-- START PAGE TEXT --

This series of poems was first published in 1991 by the late Inger Christensen (1935-2009), an eminent and accomplished Danish poet, novelist, playwright and essayist. I am rather in awe of translation; not a question of simple translation of words using Google, but the surely daunting task requiring intimate knowledge of two languages in addition to a sensitivity and feel for the work the translator undertakes.A translation can be crude or sophisticated – and there is no definitive answer. For example, Clive James’ 2013 translation of Dante, where the beginning of canto 3, at the gates of Hell, the declaration widely known for many years as“Abandon all hope, you who enter here”, is freshly translated as“Forget your hopes. They were what brought you here”. Scholarly, but with a flash of Clive James!
David Broadbridge’s work allows no such luxury of a generous interpretation, although he has the advantage of it being a good deal shorter than the Divine Comedy. It is the structure that makes it more confined. These verses are not limericks, or doggerel, but sonnets of exceptional quality requiring sensitivity in translation as well as linguistic competence. As Broadbridge himself declares in the short introduction, quoting Seamus Heaney: “… ‘It is one thing to find lexical meanings for the words and to have some feel for how the metre might go, but it is quite another thing to find the tuning-fork that will give you the note and pitch for the overall music of the work’. With this in mind, my translation is an attempt at impersonation – to make Inger Christensen sound like herself in English.”.
Each sonnet has a formal rhyming structure, slightly fluid in places, but the additional challenge for Christensen – and more so for her translator – is that the last line of each is the first line of the next, until the final sonnet which, astonishingly, comprises the first line of each of the previous 14 sonnets, in sequence. The whole is not a gimmick. It is a thoughtful, restful and inspiring series of beautifully constructed poems. Clever too. Certainly clever. The names of numerous butterflies and some moths do appear in these lines, but they are in some way peripheral, serving to introduce and to illustrate deeper issues … of summer, of beauty, of humanity.

-- END PAGE TEXT --

* [GIVEN REQUEST A]
List every person named in the review of the translated sonnets.

-- START EXERCISE MATERIALS --

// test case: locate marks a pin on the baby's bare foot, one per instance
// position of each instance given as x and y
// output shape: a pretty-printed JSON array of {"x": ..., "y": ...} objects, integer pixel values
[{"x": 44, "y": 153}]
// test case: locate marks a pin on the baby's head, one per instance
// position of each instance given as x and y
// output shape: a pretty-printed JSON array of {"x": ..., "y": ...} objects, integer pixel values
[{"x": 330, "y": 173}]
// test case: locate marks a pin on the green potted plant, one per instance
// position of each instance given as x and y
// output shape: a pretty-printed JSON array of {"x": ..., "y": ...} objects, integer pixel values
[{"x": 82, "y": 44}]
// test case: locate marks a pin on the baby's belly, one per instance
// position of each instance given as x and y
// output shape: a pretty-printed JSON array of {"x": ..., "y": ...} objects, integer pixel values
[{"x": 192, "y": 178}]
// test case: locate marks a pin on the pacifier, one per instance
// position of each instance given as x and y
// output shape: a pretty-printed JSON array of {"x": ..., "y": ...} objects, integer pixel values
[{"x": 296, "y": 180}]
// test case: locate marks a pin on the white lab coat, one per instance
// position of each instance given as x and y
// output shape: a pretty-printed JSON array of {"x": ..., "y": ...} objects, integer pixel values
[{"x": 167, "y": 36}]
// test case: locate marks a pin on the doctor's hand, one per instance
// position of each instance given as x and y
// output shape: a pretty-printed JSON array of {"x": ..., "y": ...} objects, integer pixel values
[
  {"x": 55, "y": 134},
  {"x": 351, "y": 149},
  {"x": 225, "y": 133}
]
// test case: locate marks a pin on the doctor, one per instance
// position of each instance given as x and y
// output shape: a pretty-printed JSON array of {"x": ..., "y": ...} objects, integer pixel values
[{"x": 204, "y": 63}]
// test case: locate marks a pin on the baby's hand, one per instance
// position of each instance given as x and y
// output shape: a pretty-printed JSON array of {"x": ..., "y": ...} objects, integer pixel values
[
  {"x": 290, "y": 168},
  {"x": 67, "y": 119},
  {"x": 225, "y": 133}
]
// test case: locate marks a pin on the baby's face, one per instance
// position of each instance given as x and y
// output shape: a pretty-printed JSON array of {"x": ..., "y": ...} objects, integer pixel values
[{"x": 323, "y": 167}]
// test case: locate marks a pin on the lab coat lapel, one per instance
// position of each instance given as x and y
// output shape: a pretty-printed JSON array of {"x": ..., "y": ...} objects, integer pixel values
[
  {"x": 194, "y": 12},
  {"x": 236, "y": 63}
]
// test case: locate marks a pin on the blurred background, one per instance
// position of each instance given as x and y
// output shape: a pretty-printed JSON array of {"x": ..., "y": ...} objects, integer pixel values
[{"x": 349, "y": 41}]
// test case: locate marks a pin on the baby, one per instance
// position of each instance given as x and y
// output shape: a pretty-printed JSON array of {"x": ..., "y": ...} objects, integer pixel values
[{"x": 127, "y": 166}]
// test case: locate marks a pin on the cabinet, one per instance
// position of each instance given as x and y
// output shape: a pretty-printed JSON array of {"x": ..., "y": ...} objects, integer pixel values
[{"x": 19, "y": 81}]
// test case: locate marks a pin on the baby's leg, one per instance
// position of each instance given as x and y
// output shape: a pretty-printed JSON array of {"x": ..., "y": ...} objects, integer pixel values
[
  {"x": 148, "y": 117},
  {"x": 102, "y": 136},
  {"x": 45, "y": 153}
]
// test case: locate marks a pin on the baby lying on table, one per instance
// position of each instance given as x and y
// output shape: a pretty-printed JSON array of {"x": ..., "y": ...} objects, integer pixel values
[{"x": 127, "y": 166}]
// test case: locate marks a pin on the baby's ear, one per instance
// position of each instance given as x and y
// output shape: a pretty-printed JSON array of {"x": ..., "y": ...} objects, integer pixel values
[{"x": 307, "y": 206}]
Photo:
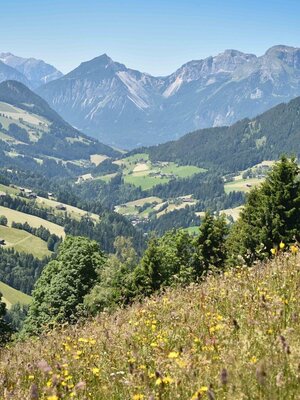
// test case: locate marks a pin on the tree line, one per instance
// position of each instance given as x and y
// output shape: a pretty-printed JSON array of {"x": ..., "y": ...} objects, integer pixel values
[{"x": 83, "y": 280}]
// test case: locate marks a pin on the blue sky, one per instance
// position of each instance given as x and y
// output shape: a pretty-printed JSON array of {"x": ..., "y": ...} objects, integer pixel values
[{"x": 152, "y": 36}]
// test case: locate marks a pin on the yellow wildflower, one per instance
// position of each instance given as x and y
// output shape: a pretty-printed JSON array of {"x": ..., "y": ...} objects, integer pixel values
[
  {"x": 95, "y": 371},
  {"x": 199, "y": 392},
  {"x": 173, "y": 354},
  {"x": 294, "y": 249},
  {"x": 138, "y": 397}
]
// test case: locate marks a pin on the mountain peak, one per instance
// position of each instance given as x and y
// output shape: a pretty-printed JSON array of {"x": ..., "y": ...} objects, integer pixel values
[{"x": 275, "y": 50}]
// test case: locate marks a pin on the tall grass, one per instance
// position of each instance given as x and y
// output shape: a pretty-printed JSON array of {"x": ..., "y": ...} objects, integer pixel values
[{"x": 235, "y": 336}]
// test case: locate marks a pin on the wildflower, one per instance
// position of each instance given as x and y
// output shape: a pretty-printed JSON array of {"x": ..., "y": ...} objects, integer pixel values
[
  {"x": 253, "y": 360},
  {"x": 138, "y": 397},
  {"x": 34, "y": 393},
  {"x": 224, "y": 376},
  {"x": 294, "y": 249},
  {"x": 199, "y": 393},
  {"x": 95, "y": 371},
  {"x": 173, "y": 354},
  {"x": 164, "y": 381}
]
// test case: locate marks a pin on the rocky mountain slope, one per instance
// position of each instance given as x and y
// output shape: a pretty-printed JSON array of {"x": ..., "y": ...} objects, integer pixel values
[
  {"x": 35, "y": 137},
  {"x": 128, "y": 108},
  {"x": 36, "y": 72},
  {"x": 240, "y": 146}
]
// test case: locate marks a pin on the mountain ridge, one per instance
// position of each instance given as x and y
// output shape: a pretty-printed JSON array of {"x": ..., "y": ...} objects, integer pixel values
[
  {"x": 35, "y": 137},
  {"x": 128, "y": 108},
  {"x": 239, "y": 146},
  {"x": 36, "y": 72}
]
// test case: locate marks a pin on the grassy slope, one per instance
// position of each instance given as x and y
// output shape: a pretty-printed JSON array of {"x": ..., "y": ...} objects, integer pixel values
[
  {"x": 24, "y": 242},
  {"x": 240, "y": 185},
  {"x": 245, "y": 323},
  {"x": 35, "y": 222},
  {"x": 136, "y": 170},
  {"x": 12, "y": 296}
]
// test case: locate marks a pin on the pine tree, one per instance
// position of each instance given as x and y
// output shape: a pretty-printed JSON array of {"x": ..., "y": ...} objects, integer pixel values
[
  {"x": 210, "y": 243},
  {"x": 5, "y": 329},
  {"x": 271, "y": 215},
  {"x": 59, "y": 292}
]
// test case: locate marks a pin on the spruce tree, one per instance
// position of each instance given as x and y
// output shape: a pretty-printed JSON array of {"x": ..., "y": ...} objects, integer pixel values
[
  {"x": 210, "y": 244},
  {"x": 59, "y": 292},
  {"x": 5, "y": 329},
  {"x": 271, "y": 215}
]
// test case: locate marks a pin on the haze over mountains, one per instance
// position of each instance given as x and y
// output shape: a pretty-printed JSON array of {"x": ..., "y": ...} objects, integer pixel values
[
  {"x": 34, "y": 137},
  {"x": 128, "y": 108},
  {"x": 29, "y": 71}
]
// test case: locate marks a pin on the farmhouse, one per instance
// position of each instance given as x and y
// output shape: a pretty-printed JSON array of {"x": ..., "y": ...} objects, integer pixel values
[{"x": 61, "y": 207}]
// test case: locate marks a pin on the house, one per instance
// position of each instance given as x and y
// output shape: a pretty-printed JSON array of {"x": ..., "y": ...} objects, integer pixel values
[
  {"x": 61, "y": 207},
  {"x": 31, "y": 195}
]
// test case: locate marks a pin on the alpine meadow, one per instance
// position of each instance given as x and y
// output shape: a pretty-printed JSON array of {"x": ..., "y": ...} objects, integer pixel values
[{"x": 150, "y": 221}]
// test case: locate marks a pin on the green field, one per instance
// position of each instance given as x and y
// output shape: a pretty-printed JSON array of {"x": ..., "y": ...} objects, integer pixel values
[
  {"x": 145, "y": 182},
  {"x": 35, "y": 222},
  {"x": 240, "y": 185},
  {"x": 12, "y": 296},
  {"x": 8, "y": 189},
  {"x": 181, "y": 171},
  {"x": 73, "y": 212},
  {"x": 139, "y": 171},
  {"x": 24, "y": 242}
]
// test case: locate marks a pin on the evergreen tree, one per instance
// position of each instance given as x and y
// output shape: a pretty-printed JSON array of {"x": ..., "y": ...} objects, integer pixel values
[
  {"x": 5, "y": 330},
  {"x": 271, "y": 215},
  {"x": 167, "y": 261},
  {"x": 210, "y": 243},
  {"x": 114, "y": 287},
  {"x": 59, "y": 292}
]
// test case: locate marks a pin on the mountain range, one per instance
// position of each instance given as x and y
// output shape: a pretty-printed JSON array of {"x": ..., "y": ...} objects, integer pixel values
[
  {"x": 34, "y": 137},
  {"x": 230, "y": 149},
  {"x": 127, "y": 108},
  {"x": 30, "y": 71}
]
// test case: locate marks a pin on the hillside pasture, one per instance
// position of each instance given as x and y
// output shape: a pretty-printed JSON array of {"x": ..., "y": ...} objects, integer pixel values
[
  {"x": 97, "y": 158},
  {"x": 32, "y": 220},
  {"x": 12, "y": 296},
  {"x": 233, "y": 336},
  {"x": 24, "y": 242},
  {"x": 73, "y": 212},
  {"x": 242, "y": 185}
]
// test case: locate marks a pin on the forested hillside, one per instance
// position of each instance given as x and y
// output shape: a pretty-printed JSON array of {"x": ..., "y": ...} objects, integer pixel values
[
  {"x": 240, "y": 146},
  {"x": 35, "y": 138}
]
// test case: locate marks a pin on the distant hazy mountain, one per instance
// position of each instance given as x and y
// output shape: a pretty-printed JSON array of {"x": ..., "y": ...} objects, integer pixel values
[
  {"x": 36, "y": 72},
  {"x": 33, "y": 136},
  {"x": 239, "y": 146},
  {"x": 9, "y": 73},
  {"x": 127, "y": 108}
]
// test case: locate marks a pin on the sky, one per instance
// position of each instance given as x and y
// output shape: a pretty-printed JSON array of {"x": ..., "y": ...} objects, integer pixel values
[{"x": 148, "y": 35}]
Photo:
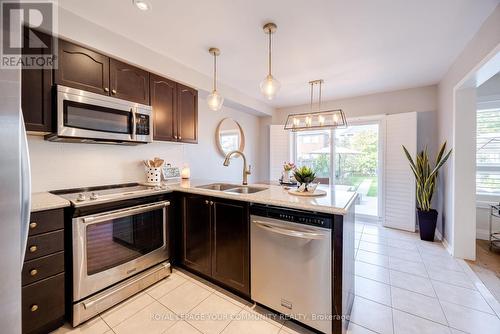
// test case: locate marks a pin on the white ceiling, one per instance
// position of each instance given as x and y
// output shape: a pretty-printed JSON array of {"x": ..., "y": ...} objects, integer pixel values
[{"x": 358, "y": 47}]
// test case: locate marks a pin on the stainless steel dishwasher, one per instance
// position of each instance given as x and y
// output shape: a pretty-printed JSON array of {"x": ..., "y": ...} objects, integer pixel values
[{"x": 291, "y": 264}]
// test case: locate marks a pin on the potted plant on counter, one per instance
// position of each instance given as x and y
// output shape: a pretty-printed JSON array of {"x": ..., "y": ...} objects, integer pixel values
[
  {"x": 304, "y": 176},
  {"x": 426, "y": 177},
  {"x": 285, "y": 175}
]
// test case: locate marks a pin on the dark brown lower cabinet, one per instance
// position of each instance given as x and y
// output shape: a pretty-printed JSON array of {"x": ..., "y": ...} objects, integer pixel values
[
  {"x": 43, "y": 305},
  {"x": 43, "y": 283},
  {"x": 230, "y": 244},
  {"x": 215, "y": 240},
  {"x": 196, "y": 230}
]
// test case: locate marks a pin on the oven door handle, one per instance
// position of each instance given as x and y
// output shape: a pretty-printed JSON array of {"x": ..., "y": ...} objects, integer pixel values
[
  {"x": 124, "y": 212},
  {"x": 289, "y": 232}
]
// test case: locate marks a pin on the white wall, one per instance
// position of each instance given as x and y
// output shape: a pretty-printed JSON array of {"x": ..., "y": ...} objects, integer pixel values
[
  {"x": 490, "y": 87},
  {"x": 486, "y": 40},
  {"x": 84, "y": 32},
  {"x": 420, "y": 99},
  {"x": 68, "y": 165}
]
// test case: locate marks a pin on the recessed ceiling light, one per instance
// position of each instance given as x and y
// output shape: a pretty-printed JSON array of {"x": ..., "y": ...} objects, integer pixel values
[{"x": 142, "y": 5}]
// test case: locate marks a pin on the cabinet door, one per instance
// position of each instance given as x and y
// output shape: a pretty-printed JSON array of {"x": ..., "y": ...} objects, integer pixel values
[
  {"x": 163, "y": 99},
  {"x": 129, "y": 82},
  {"x": 196, "y": 250},
  {"x": 82, "y": 68},
  {"x": 187, "y": 112},
  {"x": 230, "y": 246},
  {"x": 36, "y": 87}
]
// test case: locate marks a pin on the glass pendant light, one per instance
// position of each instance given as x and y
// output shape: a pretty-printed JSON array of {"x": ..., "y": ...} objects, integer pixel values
[
  {"x": 317, "y": 118},
  {"x": 214, "y": 99},
  {"x": 270, "y": 86}
]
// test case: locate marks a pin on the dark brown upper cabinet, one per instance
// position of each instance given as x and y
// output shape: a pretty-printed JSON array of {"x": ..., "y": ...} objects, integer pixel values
[
  {"x": 175, "y": 109},
  {"x": 128, "y": 82},
  {"x": 187, "y": 114},
  {"x": 36, "y": 94},
  {"x": 216, "y": 241},
  {"x": 82, "y": 68},
  {"x": 163, "y": 101}
]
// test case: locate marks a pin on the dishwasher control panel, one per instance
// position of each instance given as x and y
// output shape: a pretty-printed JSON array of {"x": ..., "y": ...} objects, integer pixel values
[{"x": 293, "y": 216}]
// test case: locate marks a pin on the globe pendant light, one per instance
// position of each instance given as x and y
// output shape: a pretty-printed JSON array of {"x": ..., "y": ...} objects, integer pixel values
[
  {"x": 270, "y": 86},
  {"x": 214, "y": 99}
]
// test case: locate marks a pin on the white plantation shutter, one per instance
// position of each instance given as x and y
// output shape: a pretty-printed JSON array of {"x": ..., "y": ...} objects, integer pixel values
[
  {"x": 279, "y": 150},
  {"x": 400, "y": 192},
  {"x": 488, "y": 149}
]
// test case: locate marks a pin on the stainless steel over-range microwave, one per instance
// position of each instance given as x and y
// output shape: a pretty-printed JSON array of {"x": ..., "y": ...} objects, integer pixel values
[{"x": 88, "y": 117}]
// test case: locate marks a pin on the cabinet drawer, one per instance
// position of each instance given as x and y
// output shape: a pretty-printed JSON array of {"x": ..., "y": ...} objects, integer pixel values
[
  {"x": 46, "y": 221},
  {"x": 42, "y": 303},
  {"x": 43, "y": 267},
  {"x": 44, "y": 244}
]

-- END EXERCISE MATERIALS --

* [GIVEN REQUEST B]
Count the lines in the listing that contain the string "white", with case counting. Reply with the number alone.

* [RIGHT ANSWER A]
Inger Christensen, Clive James, Dante, David Broadbridge, Seamus Heaney

* [RIGHT ANSWER B]
4